### Task directions
In the records that follow, count the lines where the string "below" appears, and give the count with nothing added.

Region pointing data
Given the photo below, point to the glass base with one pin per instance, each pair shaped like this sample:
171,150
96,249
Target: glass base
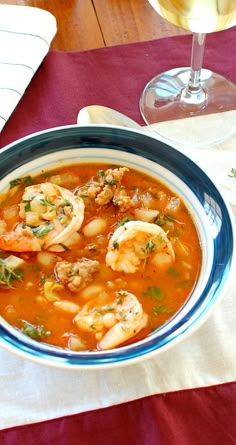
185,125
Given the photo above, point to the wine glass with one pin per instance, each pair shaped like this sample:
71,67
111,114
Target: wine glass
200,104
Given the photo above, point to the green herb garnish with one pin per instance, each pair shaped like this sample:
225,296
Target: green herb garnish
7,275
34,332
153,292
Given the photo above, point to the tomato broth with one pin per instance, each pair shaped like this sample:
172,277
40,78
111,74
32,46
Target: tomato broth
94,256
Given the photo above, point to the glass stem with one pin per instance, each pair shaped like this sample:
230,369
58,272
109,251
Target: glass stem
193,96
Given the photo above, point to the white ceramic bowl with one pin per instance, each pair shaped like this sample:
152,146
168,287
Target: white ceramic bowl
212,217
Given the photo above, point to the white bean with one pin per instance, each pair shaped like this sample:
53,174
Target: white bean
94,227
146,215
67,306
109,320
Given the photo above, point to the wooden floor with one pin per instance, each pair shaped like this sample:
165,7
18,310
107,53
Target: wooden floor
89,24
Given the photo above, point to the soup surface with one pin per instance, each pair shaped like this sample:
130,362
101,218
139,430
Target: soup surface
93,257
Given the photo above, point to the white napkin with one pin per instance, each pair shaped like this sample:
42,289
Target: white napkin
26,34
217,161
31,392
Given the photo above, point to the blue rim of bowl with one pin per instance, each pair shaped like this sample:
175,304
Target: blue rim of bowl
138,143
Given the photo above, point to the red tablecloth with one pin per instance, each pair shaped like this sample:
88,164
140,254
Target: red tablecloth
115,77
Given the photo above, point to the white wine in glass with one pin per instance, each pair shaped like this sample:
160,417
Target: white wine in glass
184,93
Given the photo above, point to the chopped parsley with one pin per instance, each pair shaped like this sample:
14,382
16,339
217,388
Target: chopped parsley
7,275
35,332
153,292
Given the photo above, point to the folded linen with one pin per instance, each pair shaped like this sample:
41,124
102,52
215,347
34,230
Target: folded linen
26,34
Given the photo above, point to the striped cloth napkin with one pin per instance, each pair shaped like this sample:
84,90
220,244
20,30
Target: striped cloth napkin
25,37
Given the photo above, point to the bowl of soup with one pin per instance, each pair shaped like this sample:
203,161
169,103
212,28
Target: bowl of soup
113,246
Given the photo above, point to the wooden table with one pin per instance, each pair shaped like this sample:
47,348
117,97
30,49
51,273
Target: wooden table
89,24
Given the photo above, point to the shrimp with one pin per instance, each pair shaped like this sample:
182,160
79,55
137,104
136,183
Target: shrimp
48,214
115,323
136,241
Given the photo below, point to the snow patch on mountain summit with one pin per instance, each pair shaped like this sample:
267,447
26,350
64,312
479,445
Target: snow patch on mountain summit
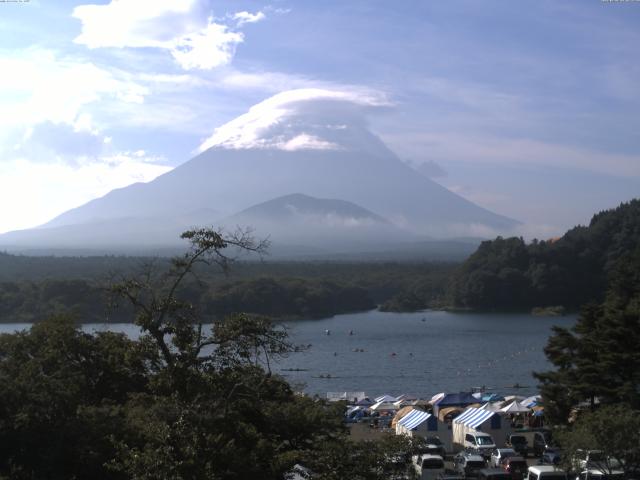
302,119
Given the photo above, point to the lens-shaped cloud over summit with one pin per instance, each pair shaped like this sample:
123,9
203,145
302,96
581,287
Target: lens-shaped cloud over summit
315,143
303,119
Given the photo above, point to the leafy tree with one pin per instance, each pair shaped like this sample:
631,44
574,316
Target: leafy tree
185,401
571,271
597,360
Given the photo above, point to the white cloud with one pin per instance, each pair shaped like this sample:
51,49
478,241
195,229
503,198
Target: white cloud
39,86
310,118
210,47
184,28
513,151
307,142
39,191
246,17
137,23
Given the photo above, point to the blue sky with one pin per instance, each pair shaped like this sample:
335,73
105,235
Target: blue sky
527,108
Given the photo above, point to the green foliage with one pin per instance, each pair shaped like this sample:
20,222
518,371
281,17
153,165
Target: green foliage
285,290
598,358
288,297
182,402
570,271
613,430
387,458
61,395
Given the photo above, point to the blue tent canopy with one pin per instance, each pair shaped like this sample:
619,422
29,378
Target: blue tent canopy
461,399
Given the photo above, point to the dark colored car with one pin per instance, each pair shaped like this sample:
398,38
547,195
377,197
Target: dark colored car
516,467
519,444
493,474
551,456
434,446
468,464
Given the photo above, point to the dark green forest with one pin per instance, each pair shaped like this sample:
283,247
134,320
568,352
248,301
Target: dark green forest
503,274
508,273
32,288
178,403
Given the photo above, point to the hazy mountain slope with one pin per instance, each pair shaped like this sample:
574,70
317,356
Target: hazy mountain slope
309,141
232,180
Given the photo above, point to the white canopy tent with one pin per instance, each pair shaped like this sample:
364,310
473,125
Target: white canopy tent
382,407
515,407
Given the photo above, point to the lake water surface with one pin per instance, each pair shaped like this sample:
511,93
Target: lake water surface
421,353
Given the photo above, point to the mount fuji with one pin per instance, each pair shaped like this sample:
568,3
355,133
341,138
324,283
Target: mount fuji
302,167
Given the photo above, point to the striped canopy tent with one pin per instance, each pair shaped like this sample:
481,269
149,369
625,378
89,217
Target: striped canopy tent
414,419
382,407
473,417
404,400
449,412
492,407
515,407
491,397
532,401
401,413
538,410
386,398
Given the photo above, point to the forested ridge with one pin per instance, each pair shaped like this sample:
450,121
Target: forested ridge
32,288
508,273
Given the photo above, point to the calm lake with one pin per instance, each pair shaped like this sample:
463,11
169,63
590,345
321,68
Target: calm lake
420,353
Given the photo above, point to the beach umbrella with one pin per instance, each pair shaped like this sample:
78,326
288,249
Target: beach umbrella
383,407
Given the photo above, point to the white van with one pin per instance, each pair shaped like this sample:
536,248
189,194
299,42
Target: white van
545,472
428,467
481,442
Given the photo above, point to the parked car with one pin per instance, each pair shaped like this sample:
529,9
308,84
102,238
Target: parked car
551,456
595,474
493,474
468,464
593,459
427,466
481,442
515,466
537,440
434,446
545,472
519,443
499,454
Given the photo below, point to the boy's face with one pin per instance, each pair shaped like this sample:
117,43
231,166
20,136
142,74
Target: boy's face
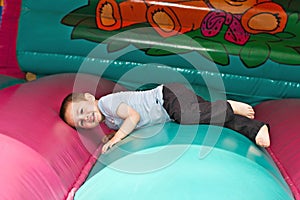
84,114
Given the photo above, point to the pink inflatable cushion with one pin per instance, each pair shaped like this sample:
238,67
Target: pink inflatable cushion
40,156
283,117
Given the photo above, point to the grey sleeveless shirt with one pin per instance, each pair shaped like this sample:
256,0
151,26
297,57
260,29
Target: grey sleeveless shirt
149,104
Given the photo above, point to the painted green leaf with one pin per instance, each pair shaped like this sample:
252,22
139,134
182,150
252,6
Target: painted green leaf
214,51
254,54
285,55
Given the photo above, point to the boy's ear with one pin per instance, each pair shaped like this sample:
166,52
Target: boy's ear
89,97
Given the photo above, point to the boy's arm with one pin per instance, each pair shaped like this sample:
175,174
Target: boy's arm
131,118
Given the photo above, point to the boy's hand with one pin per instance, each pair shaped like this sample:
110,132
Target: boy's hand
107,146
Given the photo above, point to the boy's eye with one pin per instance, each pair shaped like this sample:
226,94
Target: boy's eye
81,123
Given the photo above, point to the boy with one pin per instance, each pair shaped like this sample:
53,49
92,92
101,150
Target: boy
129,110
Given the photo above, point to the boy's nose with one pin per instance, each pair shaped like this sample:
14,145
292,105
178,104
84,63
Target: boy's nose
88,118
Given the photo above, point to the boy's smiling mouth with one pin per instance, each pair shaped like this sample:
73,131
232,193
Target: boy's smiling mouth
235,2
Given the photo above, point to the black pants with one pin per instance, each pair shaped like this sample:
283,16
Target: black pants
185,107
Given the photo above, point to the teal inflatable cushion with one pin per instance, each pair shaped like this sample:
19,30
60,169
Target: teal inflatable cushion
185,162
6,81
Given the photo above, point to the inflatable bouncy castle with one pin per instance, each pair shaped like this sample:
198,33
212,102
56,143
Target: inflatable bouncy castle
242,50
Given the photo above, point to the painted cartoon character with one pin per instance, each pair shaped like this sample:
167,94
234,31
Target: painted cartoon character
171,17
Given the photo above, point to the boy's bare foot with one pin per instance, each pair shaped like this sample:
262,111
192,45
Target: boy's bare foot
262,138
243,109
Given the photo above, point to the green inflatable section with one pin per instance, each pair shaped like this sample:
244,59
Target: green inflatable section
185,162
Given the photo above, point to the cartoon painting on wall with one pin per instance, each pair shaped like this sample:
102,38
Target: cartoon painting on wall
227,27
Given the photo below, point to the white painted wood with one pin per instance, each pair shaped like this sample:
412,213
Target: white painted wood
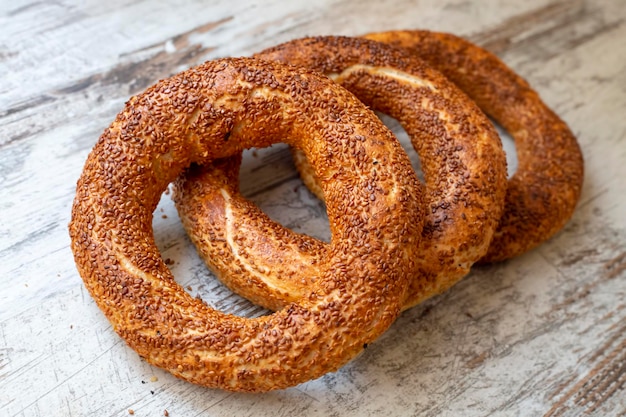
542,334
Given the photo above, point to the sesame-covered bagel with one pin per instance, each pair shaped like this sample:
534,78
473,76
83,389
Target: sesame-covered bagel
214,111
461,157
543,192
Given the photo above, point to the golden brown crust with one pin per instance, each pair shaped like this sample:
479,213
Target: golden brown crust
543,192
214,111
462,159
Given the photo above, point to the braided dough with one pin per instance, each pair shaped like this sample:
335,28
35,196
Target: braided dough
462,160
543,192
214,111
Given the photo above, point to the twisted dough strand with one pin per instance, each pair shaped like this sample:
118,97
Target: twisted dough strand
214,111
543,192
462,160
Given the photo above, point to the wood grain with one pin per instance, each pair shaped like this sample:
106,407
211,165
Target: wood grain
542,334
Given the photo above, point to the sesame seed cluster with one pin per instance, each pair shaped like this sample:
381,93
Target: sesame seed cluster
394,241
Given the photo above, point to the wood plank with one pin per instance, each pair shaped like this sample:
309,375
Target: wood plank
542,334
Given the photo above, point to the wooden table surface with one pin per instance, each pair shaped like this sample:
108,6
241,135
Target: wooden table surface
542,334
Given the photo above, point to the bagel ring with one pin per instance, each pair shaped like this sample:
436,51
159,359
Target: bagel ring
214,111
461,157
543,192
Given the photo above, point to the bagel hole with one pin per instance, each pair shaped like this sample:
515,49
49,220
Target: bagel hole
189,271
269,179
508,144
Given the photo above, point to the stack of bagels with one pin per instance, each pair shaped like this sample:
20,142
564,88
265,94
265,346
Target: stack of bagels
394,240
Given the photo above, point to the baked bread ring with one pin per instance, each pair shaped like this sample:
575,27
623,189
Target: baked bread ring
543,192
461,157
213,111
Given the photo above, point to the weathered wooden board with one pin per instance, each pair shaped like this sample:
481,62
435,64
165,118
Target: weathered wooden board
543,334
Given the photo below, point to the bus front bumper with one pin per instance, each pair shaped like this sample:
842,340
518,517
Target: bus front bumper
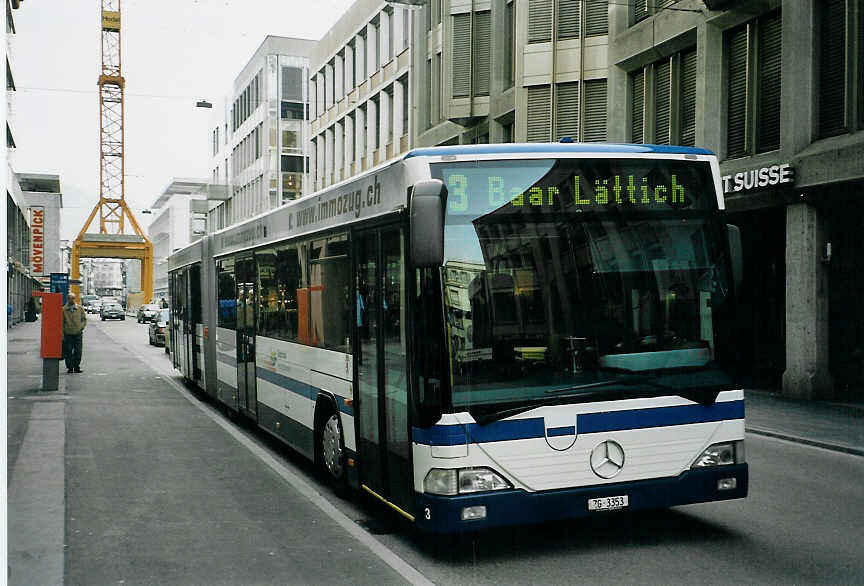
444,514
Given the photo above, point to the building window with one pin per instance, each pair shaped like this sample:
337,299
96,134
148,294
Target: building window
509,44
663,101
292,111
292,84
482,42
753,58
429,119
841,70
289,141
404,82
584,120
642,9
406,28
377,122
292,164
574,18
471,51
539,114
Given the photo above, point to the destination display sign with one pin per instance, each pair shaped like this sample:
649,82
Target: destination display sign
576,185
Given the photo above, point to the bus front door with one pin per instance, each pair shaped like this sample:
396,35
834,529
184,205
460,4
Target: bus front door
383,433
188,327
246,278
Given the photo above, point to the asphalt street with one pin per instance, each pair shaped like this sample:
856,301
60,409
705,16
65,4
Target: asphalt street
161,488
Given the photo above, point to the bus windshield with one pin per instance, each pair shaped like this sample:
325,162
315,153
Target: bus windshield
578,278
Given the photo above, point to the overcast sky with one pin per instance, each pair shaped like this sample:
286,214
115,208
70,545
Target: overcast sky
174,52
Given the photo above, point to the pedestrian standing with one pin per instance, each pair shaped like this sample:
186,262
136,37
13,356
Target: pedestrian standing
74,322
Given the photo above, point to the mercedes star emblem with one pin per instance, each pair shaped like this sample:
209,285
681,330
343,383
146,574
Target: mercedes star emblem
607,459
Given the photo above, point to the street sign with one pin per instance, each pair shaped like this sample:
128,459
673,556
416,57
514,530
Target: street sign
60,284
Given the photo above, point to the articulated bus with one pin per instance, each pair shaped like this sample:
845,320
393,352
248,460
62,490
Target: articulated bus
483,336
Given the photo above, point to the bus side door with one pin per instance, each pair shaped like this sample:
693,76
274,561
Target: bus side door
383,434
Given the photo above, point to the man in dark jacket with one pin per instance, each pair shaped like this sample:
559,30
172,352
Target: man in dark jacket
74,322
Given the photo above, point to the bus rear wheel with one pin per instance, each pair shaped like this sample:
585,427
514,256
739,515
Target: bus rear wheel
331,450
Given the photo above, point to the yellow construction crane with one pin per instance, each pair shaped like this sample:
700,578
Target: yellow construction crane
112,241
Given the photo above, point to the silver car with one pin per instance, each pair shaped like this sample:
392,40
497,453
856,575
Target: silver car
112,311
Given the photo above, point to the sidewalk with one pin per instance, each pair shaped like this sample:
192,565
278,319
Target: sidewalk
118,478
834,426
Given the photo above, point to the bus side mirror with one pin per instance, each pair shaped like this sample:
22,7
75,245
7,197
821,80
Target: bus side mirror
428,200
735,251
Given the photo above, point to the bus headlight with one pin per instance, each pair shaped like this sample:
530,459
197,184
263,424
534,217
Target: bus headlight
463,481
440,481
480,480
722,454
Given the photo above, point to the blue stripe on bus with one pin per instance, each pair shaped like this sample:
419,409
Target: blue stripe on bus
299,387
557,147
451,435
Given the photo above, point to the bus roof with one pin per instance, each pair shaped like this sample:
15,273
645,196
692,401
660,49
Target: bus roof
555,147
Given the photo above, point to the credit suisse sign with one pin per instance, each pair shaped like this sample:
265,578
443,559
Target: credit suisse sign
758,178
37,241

### Written answer
5